▸ **GIVEN TASK**
Copy out the entire forum thread on vehicle reliability below, word for word.

▸ **DOCUMENT PASSAGE**
* * * * * * *
Any brand of vehicle nowadays is basically the same in quality. Just buy whatever you like and you should be pretty good for at least 5 years. That's what I tell people now when they can't decide between 2 or 3 vehicles. 


Sent from the sexy electrician


----------



## Merc6 (Jun 8, 2013)

NickD said:


> If every nut, bolt, and every thread in the carpet was defective in this vehicle, it would only be 100% defective.
> 
> How did they come up with a -143%?


Are they calculating depreciation of value as well?


----------



## NickD (Dec 10, 2011)

Merc6 said:


> Are they calculating depreciation of value as well?


Could be an idiot doing the calculations, or a former grade school basketball coach demanding 143% from his players.


----------



## obermd (Mar 3, 2012)

waltchan said:


> Good news, I wouldn't be surprised at all if the Cruze 1.8L moves up to average reliability next year when it reaches the final year of the first generation design (then, I'll buy one). The Chevy Equinox and GMC Terrain are already at the top of reliability as they are old-design now. Not just Cruze alone, but cars with turbocharged engines from all makes have proved to be more troublesome than naturally-aspirated, so I'll stick with non-turbo.


Not necessarily. The 1.8 (LS) simply isn't as drivable. You're shortchanging yourself if this is the only reason you want the LS vs the LT, ECO or LTZ.


----------



## Vetterin (Mar 27, 2011)

Look at the bright side............they rated the exhaust system for ALL years on both the 1.8 and 1.4 much better than average. I guess no one reported having their exhaust fall off their car on the highway. :uhh:


----------



## Diesel Dan (May 18, 2013)

Vetterin said:


> Look at the bright side............they rated the exhaust system for ALL years on both the 1.8 and 1.4 much better than average. I guess no one reported having their exhaust fall off their car on the highway. :uhh:


Funny!
* * * * * * *
[A block of data]
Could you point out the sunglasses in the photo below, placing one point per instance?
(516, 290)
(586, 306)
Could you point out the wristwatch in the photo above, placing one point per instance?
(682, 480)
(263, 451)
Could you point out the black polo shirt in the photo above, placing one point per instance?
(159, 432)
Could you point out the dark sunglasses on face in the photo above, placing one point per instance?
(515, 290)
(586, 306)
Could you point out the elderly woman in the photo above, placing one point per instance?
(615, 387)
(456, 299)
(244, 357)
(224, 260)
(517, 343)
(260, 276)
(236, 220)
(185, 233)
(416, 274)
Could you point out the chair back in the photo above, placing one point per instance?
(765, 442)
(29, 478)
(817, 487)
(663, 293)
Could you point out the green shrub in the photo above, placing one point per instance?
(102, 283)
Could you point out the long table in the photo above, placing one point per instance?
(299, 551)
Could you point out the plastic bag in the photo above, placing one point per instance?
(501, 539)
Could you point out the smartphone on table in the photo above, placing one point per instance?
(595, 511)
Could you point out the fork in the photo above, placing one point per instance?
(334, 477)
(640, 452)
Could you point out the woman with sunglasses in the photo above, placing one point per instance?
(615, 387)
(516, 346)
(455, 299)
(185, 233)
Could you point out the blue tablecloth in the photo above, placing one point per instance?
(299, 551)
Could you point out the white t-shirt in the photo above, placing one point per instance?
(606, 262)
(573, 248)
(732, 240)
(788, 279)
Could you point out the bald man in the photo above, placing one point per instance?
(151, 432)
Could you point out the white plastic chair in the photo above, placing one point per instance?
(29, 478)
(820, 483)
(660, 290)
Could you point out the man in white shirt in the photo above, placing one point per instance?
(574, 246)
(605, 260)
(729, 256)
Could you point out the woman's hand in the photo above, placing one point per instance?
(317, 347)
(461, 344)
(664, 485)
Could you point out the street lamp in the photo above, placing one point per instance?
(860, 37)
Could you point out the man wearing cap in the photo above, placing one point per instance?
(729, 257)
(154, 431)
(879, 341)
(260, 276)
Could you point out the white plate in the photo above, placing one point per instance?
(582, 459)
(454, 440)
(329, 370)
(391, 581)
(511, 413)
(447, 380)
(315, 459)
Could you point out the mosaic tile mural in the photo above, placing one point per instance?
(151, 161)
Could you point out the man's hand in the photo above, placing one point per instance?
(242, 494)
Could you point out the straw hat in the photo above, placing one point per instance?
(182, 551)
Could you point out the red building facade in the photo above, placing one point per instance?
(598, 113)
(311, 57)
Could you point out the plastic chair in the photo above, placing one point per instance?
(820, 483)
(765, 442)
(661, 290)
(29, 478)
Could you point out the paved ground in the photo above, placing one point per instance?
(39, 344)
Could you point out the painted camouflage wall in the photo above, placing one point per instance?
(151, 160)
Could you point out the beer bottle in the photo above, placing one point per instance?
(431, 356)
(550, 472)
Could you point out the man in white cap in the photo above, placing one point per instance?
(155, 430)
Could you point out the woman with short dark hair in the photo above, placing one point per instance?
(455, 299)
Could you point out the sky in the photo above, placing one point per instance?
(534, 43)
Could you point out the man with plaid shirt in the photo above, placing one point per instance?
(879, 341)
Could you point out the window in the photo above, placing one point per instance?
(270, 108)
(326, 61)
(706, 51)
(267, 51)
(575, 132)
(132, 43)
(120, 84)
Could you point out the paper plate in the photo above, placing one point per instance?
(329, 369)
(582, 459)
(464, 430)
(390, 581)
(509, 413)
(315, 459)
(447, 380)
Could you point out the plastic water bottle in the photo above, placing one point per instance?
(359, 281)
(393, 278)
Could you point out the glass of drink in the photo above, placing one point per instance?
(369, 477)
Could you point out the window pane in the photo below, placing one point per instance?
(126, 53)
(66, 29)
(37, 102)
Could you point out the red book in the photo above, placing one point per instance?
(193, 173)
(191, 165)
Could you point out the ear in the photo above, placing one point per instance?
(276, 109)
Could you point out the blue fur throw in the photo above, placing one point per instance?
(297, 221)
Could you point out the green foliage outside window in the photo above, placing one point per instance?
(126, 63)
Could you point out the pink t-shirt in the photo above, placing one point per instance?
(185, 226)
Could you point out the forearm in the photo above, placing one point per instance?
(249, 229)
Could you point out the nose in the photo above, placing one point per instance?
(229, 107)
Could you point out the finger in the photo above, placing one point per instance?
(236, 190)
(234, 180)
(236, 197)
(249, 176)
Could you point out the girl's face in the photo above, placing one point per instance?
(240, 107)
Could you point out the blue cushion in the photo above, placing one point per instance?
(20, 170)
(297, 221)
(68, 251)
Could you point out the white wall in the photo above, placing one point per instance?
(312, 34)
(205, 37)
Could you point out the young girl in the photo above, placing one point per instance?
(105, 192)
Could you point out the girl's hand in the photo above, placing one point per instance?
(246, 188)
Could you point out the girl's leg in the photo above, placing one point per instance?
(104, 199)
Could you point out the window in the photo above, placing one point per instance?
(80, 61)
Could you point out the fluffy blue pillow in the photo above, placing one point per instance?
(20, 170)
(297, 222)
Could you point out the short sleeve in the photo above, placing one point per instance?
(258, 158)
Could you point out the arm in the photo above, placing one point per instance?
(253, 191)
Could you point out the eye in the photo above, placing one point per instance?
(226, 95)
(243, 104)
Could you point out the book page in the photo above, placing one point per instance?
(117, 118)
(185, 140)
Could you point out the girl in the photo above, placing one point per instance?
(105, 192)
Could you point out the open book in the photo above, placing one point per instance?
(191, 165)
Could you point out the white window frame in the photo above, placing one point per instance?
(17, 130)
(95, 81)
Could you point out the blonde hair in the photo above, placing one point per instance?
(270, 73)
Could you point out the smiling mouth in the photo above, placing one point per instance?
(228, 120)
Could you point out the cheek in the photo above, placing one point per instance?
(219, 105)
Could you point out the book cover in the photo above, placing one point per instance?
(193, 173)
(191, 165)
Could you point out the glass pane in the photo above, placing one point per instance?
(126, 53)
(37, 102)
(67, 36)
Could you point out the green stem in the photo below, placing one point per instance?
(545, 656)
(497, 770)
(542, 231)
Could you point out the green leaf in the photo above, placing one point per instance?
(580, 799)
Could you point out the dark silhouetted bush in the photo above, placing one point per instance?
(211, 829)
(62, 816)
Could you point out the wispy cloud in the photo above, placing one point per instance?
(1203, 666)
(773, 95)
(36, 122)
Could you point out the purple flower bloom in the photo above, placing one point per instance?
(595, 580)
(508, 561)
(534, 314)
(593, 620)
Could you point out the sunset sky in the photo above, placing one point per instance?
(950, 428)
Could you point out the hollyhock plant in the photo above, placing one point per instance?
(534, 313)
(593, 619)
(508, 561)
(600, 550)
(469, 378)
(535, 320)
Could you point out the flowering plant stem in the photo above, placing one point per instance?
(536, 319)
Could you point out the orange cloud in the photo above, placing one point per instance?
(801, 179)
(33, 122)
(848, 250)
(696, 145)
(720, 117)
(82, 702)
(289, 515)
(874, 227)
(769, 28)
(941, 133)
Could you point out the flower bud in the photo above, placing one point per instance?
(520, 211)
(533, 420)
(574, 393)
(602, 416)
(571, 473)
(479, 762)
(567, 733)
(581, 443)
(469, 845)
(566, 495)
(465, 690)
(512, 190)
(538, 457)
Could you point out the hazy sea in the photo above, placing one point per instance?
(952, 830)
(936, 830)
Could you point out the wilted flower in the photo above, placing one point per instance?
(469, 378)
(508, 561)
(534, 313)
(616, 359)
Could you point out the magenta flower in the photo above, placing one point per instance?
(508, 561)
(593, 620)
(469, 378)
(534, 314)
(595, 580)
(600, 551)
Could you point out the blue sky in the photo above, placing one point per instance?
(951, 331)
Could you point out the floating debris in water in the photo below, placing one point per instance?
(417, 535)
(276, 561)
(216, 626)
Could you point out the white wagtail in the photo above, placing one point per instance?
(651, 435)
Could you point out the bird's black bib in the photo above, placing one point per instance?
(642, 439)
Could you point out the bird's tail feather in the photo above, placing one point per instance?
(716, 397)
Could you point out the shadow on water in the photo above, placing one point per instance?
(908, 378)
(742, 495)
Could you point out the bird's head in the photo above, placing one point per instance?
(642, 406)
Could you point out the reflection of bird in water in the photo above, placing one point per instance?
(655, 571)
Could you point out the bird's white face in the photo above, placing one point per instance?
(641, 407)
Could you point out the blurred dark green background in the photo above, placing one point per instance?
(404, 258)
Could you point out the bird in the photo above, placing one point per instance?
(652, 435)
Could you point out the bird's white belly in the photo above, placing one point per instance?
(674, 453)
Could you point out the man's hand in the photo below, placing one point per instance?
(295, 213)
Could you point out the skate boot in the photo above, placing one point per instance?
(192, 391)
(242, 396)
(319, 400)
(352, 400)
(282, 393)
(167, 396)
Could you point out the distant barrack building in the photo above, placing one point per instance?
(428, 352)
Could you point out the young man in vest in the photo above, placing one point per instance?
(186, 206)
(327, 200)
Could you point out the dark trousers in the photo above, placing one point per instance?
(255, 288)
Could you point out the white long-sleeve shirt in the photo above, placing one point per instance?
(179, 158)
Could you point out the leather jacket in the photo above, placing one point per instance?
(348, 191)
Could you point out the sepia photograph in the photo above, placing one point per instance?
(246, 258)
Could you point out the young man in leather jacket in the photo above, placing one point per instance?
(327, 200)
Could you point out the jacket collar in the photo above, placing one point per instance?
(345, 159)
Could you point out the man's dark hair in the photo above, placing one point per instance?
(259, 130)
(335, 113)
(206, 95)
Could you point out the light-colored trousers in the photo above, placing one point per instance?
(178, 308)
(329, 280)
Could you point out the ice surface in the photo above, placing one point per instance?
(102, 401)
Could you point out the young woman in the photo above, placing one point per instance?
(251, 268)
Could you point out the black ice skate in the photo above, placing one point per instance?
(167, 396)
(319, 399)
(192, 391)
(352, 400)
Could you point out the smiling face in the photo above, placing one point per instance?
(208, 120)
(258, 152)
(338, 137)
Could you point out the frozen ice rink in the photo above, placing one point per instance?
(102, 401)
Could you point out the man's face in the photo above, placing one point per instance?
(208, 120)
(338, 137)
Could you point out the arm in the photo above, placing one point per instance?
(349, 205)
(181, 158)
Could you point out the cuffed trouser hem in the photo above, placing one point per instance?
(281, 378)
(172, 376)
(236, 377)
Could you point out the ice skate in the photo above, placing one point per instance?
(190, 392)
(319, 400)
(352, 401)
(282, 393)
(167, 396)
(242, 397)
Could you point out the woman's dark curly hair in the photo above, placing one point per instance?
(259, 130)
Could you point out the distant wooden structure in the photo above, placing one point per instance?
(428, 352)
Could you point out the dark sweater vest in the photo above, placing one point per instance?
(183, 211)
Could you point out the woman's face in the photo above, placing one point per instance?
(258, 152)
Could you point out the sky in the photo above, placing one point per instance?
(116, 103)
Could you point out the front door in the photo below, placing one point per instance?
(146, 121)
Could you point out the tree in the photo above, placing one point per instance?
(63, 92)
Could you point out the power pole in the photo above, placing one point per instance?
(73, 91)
* * * * * * *
▸ **RESULT**
Any brand of vehicle nowadays is basically the same in quality. Just buy whatever you like and you should be pretty good for at least 5 years. That's what I tell people now when they can't decide between 2 or 3 vehicles. 


Sent from the sexy electrician


----------



## Merc6 (Jun 8, 2013)

NickD said:


> If every nut, bolt, and every thread in the carpet was defective in this vehicle, it would only be 100% defective.
> 
> How did they come up with a -143%?


Are they calculating depreciation of value as well?


----------



## NickD (Dec 10, 2011)

Merc6 said:


> Are they calculating depreciation of value as well?


Could be an idiot doing the calculations, or a former grade school basketball coach demanding 143% from his players.


----------



## obermd (Mar 3, 2012)

waltchan said:


> Good news, I wouldn't be surprised at all if the Cruze 1.8L moves up to average reliability next year when it reaches the final year of the first generation design (then, I'll buy one). The Chevy Equinox and GMC Terrain are already at the top of reliability as they are old-design now. Not just Cruze alone, but cars with turbocharged engines from all makes have proved to be more troublesome than naturally-aspirated, so I'll stick with non-turbo.


Not necessarily. The 1.8 (LS) simply isn't as drivable. You're shortchanging yourself if this is the only reason you want the LS vs the LT, ECO or LTZ.


----------



## Vetterin (Mar 27, 2011)

Look at the bright side............they rated the exhaust system for ALL years on both the 1.8 and 1.4 much better than average. I guess no one reported having their exhaust fall off their car on the highway. :uhh:


----------



## Diesel Dan (May 18, 2013)

Vetterin said:


> Look at the bright side............they rated the exhaust system for ALL years on both the 1.8 and 1.4 much better than average. I guess no one reported having their exhaust fall off their car on the highway. :uhh:


Funny!